— Aim of the exercise —
Since the entries below must stay intact, return each one exactly.

Stored data entries:
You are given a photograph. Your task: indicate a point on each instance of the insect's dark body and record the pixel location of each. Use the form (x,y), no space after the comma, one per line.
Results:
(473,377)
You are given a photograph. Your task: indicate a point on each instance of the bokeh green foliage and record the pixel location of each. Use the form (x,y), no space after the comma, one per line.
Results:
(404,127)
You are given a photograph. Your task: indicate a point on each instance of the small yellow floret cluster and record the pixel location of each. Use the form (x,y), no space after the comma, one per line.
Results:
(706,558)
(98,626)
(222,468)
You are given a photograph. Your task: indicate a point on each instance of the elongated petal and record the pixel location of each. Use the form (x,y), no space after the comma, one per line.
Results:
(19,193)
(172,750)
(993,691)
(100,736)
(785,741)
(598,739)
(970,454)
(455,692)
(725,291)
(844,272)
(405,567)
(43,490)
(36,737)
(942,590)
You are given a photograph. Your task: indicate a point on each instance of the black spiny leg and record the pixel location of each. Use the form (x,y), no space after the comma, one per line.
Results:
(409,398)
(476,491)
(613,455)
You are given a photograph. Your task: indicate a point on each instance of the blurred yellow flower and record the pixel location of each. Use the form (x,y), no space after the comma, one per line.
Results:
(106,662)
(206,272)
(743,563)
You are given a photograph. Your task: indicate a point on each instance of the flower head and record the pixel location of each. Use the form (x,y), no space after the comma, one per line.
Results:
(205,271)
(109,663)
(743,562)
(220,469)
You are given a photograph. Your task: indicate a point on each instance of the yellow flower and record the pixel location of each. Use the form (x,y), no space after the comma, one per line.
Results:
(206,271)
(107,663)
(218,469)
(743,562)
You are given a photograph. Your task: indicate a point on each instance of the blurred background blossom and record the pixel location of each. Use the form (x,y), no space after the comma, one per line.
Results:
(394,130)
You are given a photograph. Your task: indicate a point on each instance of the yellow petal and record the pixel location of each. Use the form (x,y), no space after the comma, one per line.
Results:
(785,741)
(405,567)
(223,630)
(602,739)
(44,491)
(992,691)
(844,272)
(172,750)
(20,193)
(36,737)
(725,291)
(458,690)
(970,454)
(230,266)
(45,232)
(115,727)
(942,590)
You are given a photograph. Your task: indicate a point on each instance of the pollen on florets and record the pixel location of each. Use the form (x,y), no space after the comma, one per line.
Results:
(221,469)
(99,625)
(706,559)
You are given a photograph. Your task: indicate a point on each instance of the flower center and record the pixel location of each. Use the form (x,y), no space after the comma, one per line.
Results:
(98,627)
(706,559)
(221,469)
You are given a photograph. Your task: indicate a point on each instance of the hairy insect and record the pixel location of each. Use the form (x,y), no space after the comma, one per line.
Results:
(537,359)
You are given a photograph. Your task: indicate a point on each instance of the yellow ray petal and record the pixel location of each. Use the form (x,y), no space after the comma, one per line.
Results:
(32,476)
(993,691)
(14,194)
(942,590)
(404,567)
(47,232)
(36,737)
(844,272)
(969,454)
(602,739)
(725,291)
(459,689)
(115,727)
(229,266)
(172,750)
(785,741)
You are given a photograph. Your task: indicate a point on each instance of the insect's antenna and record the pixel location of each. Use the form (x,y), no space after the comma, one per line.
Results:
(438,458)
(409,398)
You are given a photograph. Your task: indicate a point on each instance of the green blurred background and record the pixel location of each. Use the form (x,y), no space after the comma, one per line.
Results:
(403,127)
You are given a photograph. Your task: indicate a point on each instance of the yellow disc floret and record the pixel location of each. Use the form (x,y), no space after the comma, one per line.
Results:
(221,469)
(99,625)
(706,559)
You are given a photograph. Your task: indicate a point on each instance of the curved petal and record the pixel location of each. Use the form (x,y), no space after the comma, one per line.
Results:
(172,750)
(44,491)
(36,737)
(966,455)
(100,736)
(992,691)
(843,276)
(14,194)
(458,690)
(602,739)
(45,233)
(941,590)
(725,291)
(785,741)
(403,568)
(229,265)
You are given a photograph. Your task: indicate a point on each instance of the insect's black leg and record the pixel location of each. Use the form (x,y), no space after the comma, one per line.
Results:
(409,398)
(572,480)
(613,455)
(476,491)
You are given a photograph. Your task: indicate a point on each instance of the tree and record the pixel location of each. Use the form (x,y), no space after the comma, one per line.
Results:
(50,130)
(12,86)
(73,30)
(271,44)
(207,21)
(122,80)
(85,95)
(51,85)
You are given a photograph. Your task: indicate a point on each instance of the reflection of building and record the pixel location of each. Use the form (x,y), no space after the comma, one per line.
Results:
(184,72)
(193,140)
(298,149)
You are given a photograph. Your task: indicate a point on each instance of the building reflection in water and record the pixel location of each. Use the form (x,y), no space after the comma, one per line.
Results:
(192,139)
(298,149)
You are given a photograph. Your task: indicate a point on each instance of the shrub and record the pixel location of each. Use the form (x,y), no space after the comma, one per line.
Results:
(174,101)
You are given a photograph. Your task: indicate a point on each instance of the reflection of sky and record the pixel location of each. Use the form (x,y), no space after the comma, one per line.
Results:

— Reply to the exercise —
You are given a photograph. Your task: indicate a point on each instance of the insect's dark body and record the pixel location of each. Use the form (x,y), no space after the comma, one per line.
Results:
(473,377)
You are given a photograph. Your task: indicate a point on each instance of the bokeh green foliage and record the pixel location of each. Use the form (x,y), no space after the comma, one per line.
Results:
(404,127)
You are given a photograph. Your task: indicate a point on each instance of the small yellow floret cluster and record the pixel location of each. Use the form (x,y), no space after the comma, one per line.
Results:
(706,558)
(98,626)
(222,468)
You are given a photograph. Your task: indicate a point on each instance of the elongated petal and record the pixel location of each. Use the form (x,y), no space after the comma, one per line.
Results:
(19,193)
(172,750)
(993,691)
(100,736)
(785,741)
(598,739)
(970,454)
(455,692)
(725,291)
(844,272)
(405,567)
(43,490)
(36,737)
(942,590)
You are given a photograph. Your task: indicate a point on each instance of the black spiny leg and record the pixel location of each. Use the form (x,y), no space after the comma, one per line.
Results:
(409,398)
(476,491)
(613,455)
You are given a photograph. Your task: indicate a point on each instance of the blurred yellow flower and record the pixel location of each. Use the form (x,y), no space after the comma, one per line.
Results:
(106,662)
(206,272)
(743,563)
You are given a photograph. Your task: indicate a point on each instance of the flower head and record the pixel location of each. Use the form (x,y), no space after the comma, one per line.
Results:
(205,271)
(109,663)
(743,562)
(220,469)
You are given a photograph. Your task: indicate a point on each instance of the yellow flower and record the pixel location of each. Use the form (x,y), no space after the comma, one per line.
Results:
(206,271)
(107,663)
(218,469)
(743,562)
You are given a photograph. Your task: indicate a point on each instance of the blurred background blossom and record the pixel location of each. Use the form (x,y), no space after the comma, one per line.
Results:
(394,130)
You are given a photograph. Your task: indicate a point on each instance of the yellow petal and record the pixel location of each. Use the form (x,y), no space after the comma, one per line.
Results:
(785,741)
(405,567)
(223,630)
(602,739)
(44,491)
(992,691)
(844,272)
(172,750)
(20,193)
(36,737)
(725,291)
(458,690)
(970,454)
(230,266)
(45,232)
(115,727)
(942,590)
You are given a photograph. Your task: indicate a point on each instance of the pollen on florets and record the pixel location of each. Use the form (x,y), no space after the comma, one per line.
Results:
(221,469)
(99,625)
(706,559)
You are given a photograph. Your task: indicate a point on each instance of the flower center and record the pixel location of each. Use the form (x,y), no space after the comma, one per line.
Results:
(98,627)
(706,559)
(221,469)
You are given a photograph. Your task: indicate a point on each instance of the hairy insect and record the pixel location of each. Use the form (x,y), no space after the comma, one per line.
Results:
(537,359)
You are given a photograph. Your task: indicate a point on each instance of the yellow ray petal and record the pixel location of each. Use the form (x,y), no space after the comma, one per line.
Results:
(32,476)
(993,691)
(14,194)
(942,590)
(404,567)
(47,232)
(36,737)
(844,272)
(969,454)
(602,739)
(725,291)
(459,689)
(115,727)
(229,266)
(172,750)
(785,741)
You are given a photograph. Your task: indicate a point on each instance of the insect's antenna and record the pixel location of each. Use the form (x,y), no space after the comma, one per line.
Results:
(438,458)
(409,398)
You are given a photograph. Your task: indicate a point on each instance of the green blurred background and record the pixel location of each. Use the form (x,y), no space after the comma, one per line.
Results:
(403,127)
You are given a photograph. Your task: indicate a point on each instance of the yellow disc floret and record the pixel location of each. Use the form (x,y), no space after the comma, one per line.
Results:
(221,469)
(99,625)
(706,559)
You are given a photograph. Your task: indicate a point on each instance of the curved petal and record the pixel location of each. Use the form (x,y), no space after the comma, one per line.
Results:
(172,750)
(44,491)
(36,737)
(966,455)
(100,736)
(992,691)
(843,276)
(14,194)
(458,690)
(602,739)
(45,233)
(941,590)
(725,291)
(785,741)
(403,568)
(229,265)
You are given a photograph. Your task: indicate a point on each instance of the insect's black leg and record the pixel location of each. Use the form (x,y), no space after the comma, one per line.
Results:
(409,398)
(572,480)
(613,455)
(476,491)
You are given a photograph. Your task: indicate a point on each instance of the tree and record the pixel location of each. Use the form (x,y), no space after the comma, one per line.
Results:
(50,130)
(12,86)
(73,30)
(271,44)
(207,21)
(122,80)
(85,95)
(51,85)
You are given a photograph. Your task: indicate a point on each instance of the reflection of building and record the pixel location of each. Use the form (x,y), no space after the comma, one per line.
Results:
(184,72)
(193,140)
(298,149)
You are given a photograph. Your task: indicate a point on each instance of the building reflection in water and record the pixel location of each. Use the form (x,y), no space after the comma, one per line.
Results:
(192,139)
(298,149)
You are given a photograph. Your task: indicate a point on each instance of the shrub and record the pixel location of each. Use the form (x,y), no space after the comma, one per line.
Results:
(174,101)
You are given a photograph. Your task: indicate a point on each instance of the reflection of sky and record the pixel location of each. Use the form (x,y), no space after the comma, one per line.
Results:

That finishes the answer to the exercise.